Single by Biffy Clyro

from the album Infinity Land
- B-side: "Drown in a Natural Light"; "Gently"; "Tradition Feed";
- Released: 14 February 2005
- Recorded: Monnow Valley (Monmouth, Wales)
- Length: 4:39 (album version); 3:11 (radio version);
- Label: Beggars Banquet
- Songwriter: Simon Neil
- Producer: Chris Sheldon

Biffy Clyro singles chronology
| "My Recovery Injection" (2004) | "Only One Word Comes to Mind" (2005) | "Semi-Mental" (2006) |

Infinity Land track listing
- "Glitter and Trauma"; "Strung to Your Ribcage"; "My Recovery Injection"; "Got Wrong"; "The Atrocity"; "Some Kind of Wizard"; "Wave Upon Wave Upon Wave"; "Only One Word Comes to Mind"; "There's No Such Man as Crasp"; "There's No Such Thing as a Jaggy Snake"; "The Kids from Kibble and the Fist of Light"; "The Weapons Are Concealed"; "Pause It and Turn It Up";

= Only One Word Comes to Mind =

2005 single by Biffy Clyro

"Only One Word Comes To Mind" is a song by Biffy Clyro from their 2004 album, Infinity Land. It is the third single from the album and their tenth single overall. It reached number 27 on the UK Singles Chart and number seven on the Scottish Singles Chart.

[Items listed in a dataset]

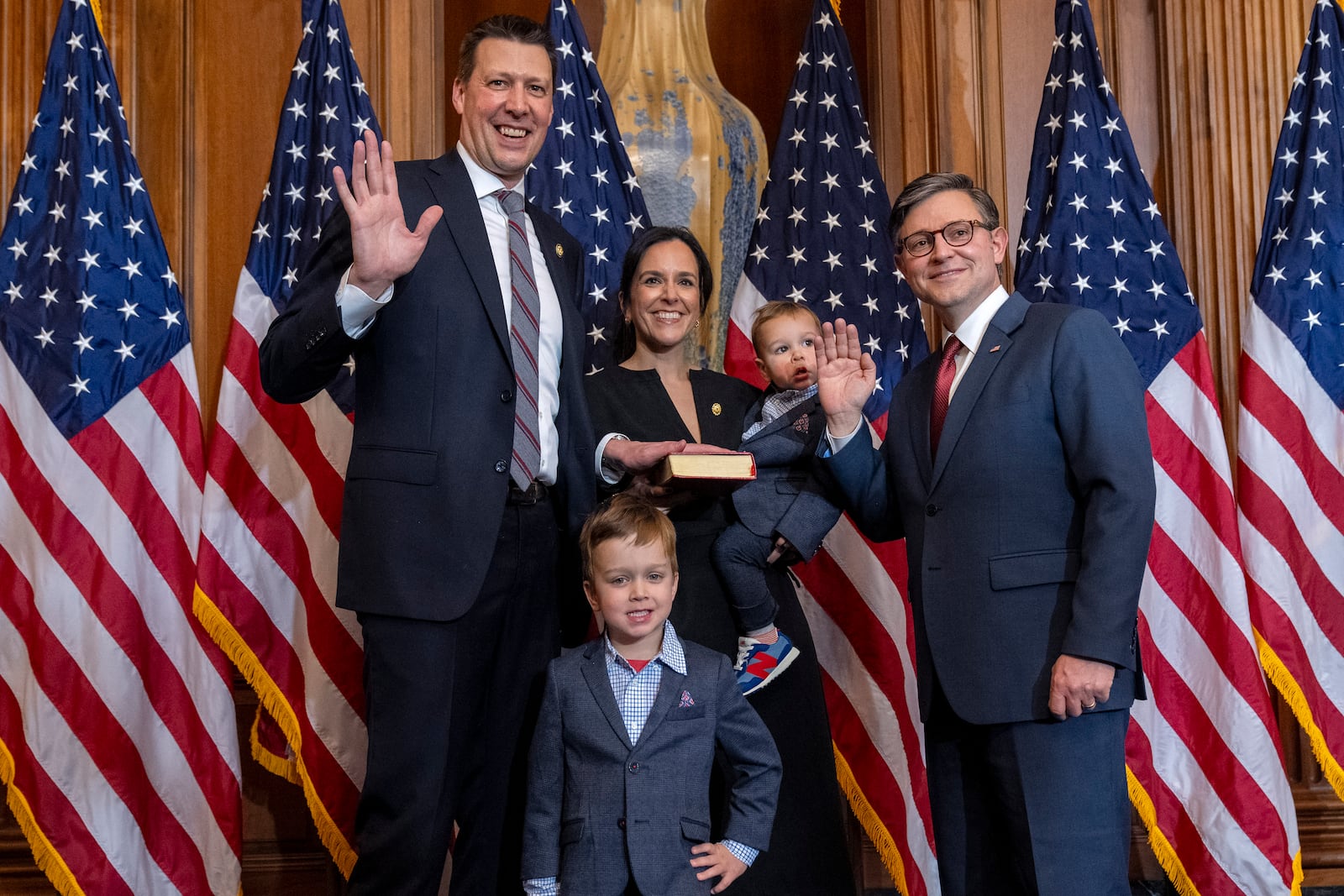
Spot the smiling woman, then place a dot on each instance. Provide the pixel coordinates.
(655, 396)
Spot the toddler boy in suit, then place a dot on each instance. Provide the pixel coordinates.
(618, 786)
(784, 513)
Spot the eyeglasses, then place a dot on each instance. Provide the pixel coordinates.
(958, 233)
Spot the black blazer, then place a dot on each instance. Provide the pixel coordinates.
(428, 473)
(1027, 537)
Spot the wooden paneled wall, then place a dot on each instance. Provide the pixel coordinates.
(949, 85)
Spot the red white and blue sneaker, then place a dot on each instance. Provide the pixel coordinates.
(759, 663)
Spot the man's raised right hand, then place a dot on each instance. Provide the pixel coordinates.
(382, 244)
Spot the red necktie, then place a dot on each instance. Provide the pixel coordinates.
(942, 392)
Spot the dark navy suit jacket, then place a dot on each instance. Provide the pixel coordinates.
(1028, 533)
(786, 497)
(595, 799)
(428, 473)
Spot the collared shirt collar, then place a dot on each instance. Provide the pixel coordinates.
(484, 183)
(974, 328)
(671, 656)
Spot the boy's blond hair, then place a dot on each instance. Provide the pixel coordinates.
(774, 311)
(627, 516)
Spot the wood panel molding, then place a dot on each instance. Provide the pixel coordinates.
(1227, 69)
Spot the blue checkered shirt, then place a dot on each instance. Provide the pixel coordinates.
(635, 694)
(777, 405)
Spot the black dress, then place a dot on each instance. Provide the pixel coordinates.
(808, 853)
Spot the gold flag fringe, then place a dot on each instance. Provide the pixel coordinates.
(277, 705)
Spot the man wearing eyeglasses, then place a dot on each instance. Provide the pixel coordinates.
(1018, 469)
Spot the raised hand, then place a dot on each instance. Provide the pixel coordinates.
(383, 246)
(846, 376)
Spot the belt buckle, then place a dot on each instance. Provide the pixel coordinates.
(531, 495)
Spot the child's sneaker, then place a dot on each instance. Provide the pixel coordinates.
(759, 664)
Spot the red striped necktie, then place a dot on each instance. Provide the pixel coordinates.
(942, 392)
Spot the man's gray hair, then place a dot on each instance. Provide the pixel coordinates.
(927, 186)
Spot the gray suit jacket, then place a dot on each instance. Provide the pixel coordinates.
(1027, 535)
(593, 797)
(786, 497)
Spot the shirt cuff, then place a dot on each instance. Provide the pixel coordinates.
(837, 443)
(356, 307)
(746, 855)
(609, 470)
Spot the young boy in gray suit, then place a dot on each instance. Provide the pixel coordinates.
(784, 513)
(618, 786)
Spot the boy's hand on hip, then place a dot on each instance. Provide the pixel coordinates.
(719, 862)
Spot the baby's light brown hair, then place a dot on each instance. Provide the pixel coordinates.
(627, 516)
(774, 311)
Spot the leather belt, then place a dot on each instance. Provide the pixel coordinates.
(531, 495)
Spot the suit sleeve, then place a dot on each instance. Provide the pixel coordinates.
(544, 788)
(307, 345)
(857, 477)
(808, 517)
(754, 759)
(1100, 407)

» What the task requires: From the page about the Biffy Clyro single, give again everything from "2005 single by" down to "Scottish Singles Chart.".

» Expected output:
2005 single by Biffy Clyro

"Only One Word Comes To Mind" is a song by Biffy Clyro from their 2004 album, Infinity Land. It is the third single from the album and their tenth single overall. It reached number 27 on the UK Singles Chart and number seven on the Scottish Singles Chart.